Material provided section start

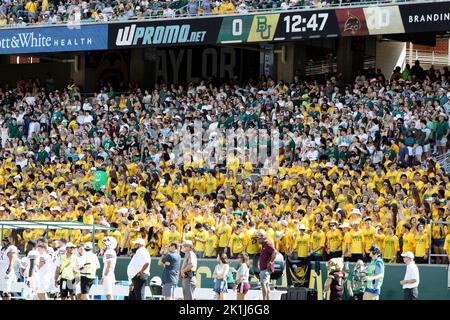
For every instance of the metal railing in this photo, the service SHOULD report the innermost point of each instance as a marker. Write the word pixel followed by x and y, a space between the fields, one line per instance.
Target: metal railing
pixel 428 57
pixel 430 254
pixel 444 161
pixel 330 66
pixel 181 12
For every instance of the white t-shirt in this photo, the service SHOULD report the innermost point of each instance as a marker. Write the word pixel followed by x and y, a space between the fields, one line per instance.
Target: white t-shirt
pixel 4 258
pixel 46 269
pixel 412 272
pixel 25 263
pixel 244 272
pixel 137 262
pixel 110 255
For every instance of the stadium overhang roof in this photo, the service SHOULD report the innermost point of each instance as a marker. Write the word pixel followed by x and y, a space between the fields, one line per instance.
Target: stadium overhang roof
pixel 51 225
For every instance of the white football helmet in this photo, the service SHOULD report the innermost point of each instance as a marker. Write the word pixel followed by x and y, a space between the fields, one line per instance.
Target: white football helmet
pixel 110 242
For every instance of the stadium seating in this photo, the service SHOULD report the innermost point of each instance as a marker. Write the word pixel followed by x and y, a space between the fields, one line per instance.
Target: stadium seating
pixel 33 12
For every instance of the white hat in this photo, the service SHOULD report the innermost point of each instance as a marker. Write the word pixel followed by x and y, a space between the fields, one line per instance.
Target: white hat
pixel 344 225
pixel 139 241
pixel 187 243
pixel 408 254
pixel 278 235
pixel 261 233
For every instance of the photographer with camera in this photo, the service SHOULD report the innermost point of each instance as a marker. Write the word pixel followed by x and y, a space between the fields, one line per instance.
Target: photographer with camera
pixel 188 270
pixel 138 270
pixel 171 260
pixel 88 264
pixel 65 268
pixel 355 282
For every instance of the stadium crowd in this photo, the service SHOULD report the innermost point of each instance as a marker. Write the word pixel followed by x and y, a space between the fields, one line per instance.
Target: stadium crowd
pixel 17 13
pixel 356 168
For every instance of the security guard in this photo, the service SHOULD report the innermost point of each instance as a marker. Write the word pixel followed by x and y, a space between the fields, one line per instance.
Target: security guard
pixel 375 275
pixel 65 272
pixel 88 265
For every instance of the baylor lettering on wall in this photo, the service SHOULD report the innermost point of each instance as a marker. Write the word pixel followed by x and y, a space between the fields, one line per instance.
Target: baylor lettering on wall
pixel 193 64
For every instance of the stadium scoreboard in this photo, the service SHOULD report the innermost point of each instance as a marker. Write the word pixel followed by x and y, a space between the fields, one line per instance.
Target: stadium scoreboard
pixel 228 29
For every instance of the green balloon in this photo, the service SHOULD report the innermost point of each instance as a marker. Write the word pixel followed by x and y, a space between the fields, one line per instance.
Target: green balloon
pixel 100 179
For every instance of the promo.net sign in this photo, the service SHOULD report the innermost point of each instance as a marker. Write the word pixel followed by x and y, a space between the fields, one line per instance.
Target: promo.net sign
pixel 369 21
pixel 164 33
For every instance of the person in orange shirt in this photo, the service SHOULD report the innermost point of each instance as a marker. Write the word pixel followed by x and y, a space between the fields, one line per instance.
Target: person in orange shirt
pixel 227 7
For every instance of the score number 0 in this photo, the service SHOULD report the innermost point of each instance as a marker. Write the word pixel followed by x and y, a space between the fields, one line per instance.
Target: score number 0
pixel 293 23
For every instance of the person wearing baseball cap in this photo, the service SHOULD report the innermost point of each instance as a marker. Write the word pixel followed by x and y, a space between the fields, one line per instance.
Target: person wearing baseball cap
pixel 8 256
pixel 410 282
pixel 369 236
pixel 88 265
pixel 266 262
pixel 334 241
pixel 188 270
pixel 302 246
pixel 356 242
pixel 65 272
pixel 138 270
pixel 375 275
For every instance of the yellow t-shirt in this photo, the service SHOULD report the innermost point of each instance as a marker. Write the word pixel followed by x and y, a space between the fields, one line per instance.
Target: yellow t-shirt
pixel 421 245
pixel 223 238
pixel 210 246
pixel 251 242
pixel 390 247
pixel 356 242
pixel 408 242
pixel 237 243
pixel 334 239
pixel 318 240
pixel 203 235
pixel 347 241
pixel 369 238
pixel 301 245
pixel 447 244
pixel 171 236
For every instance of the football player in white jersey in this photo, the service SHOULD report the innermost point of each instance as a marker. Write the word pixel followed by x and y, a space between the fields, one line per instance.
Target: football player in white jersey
pixel 109 265
pixel 30 270
pixel 46 271
pixel 8 256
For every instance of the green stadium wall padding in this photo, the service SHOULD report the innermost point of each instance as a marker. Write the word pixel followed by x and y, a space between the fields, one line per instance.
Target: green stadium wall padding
pixel 433 278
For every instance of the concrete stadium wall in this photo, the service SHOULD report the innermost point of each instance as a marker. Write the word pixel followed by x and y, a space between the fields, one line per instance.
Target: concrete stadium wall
pixel 390 54
pixel 433 285
pixel 12 73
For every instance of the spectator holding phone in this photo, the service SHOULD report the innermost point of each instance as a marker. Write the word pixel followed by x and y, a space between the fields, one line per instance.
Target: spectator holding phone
pixel 171 261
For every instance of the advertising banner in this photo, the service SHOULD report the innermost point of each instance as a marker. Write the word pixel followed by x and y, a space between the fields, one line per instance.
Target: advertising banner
pixel 383 20
pixel 307 24
pixel 53 39
pixel 164 33
pixel 426 17
pixel 352 22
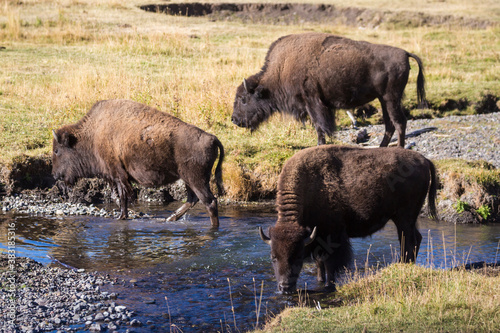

Material provided section end

**What you need to do**. Restate every line of the listing exactly. Pictures are not part of the copy.

**Solution below**.
For every instance of the metal railing in this photo, the service SHOULD report the innermost point of each instance as a marker. Write the word pixel followed by x and y, a space between the fields, one line per instance.
Target: metal railing
pixel 428 57
pixel 430 254
pixel 444 161
pixel 330 66
pixel 181 12
For every instance of the white t-shirt in this photo, the service SHOULD report the innermost point of each instance as a marker. Write the word pixel followed by x and y, a space between the fields, one line per instance.
Target: white t-shirt
pixel 4 258
pixel 46 269
pixel 412 272
pixel 25 263
pixel 244 272
pixel 137 262
pixel 110 255
For every instance of the stadium overhang roof in this photo, the service SHOULD report the innermost point of each instance as a marker. Write the word pixel followed by x and y, a space between the fields, one line per instance.
Target: stadium overhang roof
pixel 51 225
For every instance of the white football helmet in this photo, the service SHOULD report the innermost point of each instance as a marker. Write the word pixel followed by x and y, a space between the fields, one line per instance.
Target: white football helmet
pixel 110 242
For every instance of the stadium seating in this photo, the service SHOULD report the innermost point of each instance as a marker. Write the word pixel followed by x and y, a space between the fields, one line per instance.
Target: stadium seating
pixel 33 12
For every instance of the white hat in this photo, the service SHOULD report the innermost point of each instance as a marker. Write the word pixel followed by x and y, a space between the fields, one line per instance.
Target: white hat
pixel 344 225
pixel 139 241
pixel 187 243
pixel 408 254
pixel 278 235
pixel 261 233
For every instance of the photographer with camera in this photo, the service SHOULD report the innermost point of each instance as a marker. Write the word pixel followed by x and y, a space between the fields, one line per instance.
Target: photographer with camera
pixel 188 270
pixel 138 270
pixel 171 260
pixel 88 264
pixel 65 268
pixel 355 282
For every instance of the stadium crowd in this photo, the service SHOULD report the innermost point of each instance as a marker. Write the word pixel followed by x and y, a space between the fields, one line per instance.
Target: stadium crowd
pixel 17 13
pixel 356 168
For every instance of the security guard in this photo, the service SHOULD report the innermost point of each instance as a marker. Write the word pixel followed by x and y, a space between the fields, one line per instance.
Target: security guard
pixel 375 275
pixel 65 272
pixel 88 265
For every instance of the baylor lettering on wall in this photo, the service SHOULD report the innermost point of each instance as a marker. Write the word pixel followed by x and y, a space between the fields, one line per instance.
Target: baylor lettering on wall
pixel 193 64
For every instance of the stadium scoreboard in this photo, the service SHOULD report the innermost point of each instance as a marker. Write the word pixel followed by x and y, a space between the fields, one line per instance.
Target: stadium scoreboard
pixel 228 29
For every instance of the green balloon in this photo, the service SHOULD report the innermost point of each instance as a marker. Write the word pixel followed by x and y, a space between the fields, one line per instance.
Target: green balloon
pixel 100 179
For every instance of the promo.net sign in this photo, the service SHOULD report the innermost point of each instance as a marker. Write the word pixel followed by x and y, a space between the fields, one line per instance.
Target: promo.net sign
pixel 369 21
pixel 164 33
For every instance of the person in orange shirt in this photo, the service SHOULD report the innermost point of each instance as a marker. Write the word pixel followed by x and y, a space between the fields, one line per instance.
Target: person in orange shirt
pixel 227 7
For every instance of the score number 0 in this photo, the service SHOULD report the innermost point of each instance as a marker. Write the word pixel followed by x and y, a space between the fields, one line per instance.
Target: score number 0
pixel 293 23
For every instance of the person wearing baseball cap in this photo, the service SHOULD report the innermost point of each instance as a marker. Write the word pixel followed by x and y, a space between the fields, one line per instance.
Target: person wearing baseball cap
pixel 8 256
pixel 410 282
pixel 369 236
pixel 88 265
pixel 266 262
pixel 334 241
pixel 188 270
pixel 302 246
pixel 356 242
pixel 65 272
pixel 138 270
pixel 375 275
For every instance of the yellow t-shirt in this photo, the service SHOULD report the innermost point of each instance as a marker. Write the word pixel followed by x and y, a space between the fields, one line per instance.
Target: yellow t-shirt
pixel 421 245
pixel 223 238
pixel 210 246
pixel 251 242
pixel 390 247
pixel 356 242
pixel 408 242
pixel 237 243
pixel 334 239
pixel 318 240
pixel 203 235
pixel 347 241
pixel 369 238
pixel 301 245
pixel 447 244
pixel 171 236
For every instance of the football player in white jersey in this photo, the service SHOULD report the innermost point of each instance as a marker. Write the word pixel followed by x and y, a space between the fields, one line per instance.
Target: football player in white jersey
pixel 109 265
pixel 30 270
pixel 46 271
pixel 8 256
For every instance of the green stadium wall padding in this photo, the service SHOULD report the innermost point of each instance as a marker. Write the word pixel followed by x and y, a space between the fields, one line per instance.
Target: green stadium wall padding
pixel 433 278
For every instance of the concrete stadium wall in this photo, the service SHOULD report the innermost point of each instance as a marker. Write the word pixel followed by x and y, a space between the fields, one line per instance.
Target: concrete stadium wall
pixel 390 54
pixel 433 285
pixel 12 73
For every instance of the spectator holding phone in this photo, the service SHOULD report the innermost point of each instance as a marker. Write the word pixel followed by x and y, a space between the fields, one line per instance.
Target: spectator holding phone
pixel 171 261
For every instance of the advertising banner in this photo, the service SHOULD report the innermost point of each instance as a marker. Write the word pixel followed by x and y, a space between the fields, one line per instance.
Target: advertising banner
pixel 383 20
pixel 307 24
pixel 53 39
pixel 164 33
pixel 426 17
pixel 352 22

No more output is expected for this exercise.